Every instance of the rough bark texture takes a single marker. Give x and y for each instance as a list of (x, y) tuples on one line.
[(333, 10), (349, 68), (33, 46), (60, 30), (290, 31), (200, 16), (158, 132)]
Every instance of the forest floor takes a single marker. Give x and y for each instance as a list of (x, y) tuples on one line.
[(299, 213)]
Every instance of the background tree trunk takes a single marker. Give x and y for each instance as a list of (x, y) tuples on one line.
---
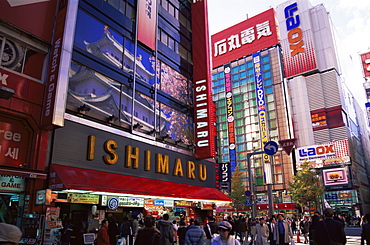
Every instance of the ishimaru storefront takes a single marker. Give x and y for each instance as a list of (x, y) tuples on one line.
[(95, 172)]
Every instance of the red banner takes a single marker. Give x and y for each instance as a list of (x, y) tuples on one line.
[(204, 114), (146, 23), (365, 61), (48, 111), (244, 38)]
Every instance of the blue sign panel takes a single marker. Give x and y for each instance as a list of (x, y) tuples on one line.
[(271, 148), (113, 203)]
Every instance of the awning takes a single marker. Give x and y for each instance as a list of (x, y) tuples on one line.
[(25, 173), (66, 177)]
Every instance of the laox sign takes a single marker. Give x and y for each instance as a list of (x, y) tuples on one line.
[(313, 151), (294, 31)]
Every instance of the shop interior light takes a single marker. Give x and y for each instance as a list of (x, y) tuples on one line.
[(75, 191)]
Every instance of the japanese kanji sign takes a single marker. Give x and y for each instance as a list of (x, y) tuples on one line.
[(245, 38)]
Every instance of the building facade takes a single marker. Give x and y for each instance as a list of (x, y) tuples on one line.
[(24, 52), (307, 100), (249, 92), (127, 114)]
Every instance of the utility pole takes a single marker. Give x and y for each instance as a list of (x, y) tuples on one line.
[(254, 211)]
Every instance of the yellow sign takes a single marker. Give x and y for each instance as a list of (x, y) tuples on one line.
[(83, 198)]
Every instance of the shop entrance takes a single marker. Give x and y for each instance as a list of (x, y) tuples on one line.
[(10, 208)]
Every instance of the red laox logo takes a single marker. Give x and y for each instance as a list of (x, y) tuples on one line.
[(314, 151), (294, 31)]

WHAT IS EXPECTED:
Recast the lines from the line with "Every instance of the japanese" up to and including the line with "[(10, 208)]" as a two-column CSV with the headers wording and answer. Give one row for each line of wording together with the answer that follows it, put each field in quotes, and turn any line breaks into spaces.

RESPONSE TO THE EXERCISE:
wording,answer
"Every instance of the japanese kanji sign takes a single marker. Give x and y for each instance as a list of (x, y) tuples on one line.","[(245, 38)]"
"Every instance of the building facade takes a single marker. Give x and y for each instance as a list of (x, y) tuples on one line.","[(24, 52), (307, 100), (249, 92), (127, 114)]"
"Every instance of the utility pole takes a single marker. Give x and y for each instance as a list of (x, y) tuples on one line.","[(254, 211)]"
"Every instance of the yellow sign takes a single marker. Give x and y for each instance as a list of (x, y) tuples on one line.","[(83, 198)]"
"Every instance of the shop entrance takes a single marker. Give x and y for each instance as a list of (x, y) tuples on one line.","[(10, 208)]"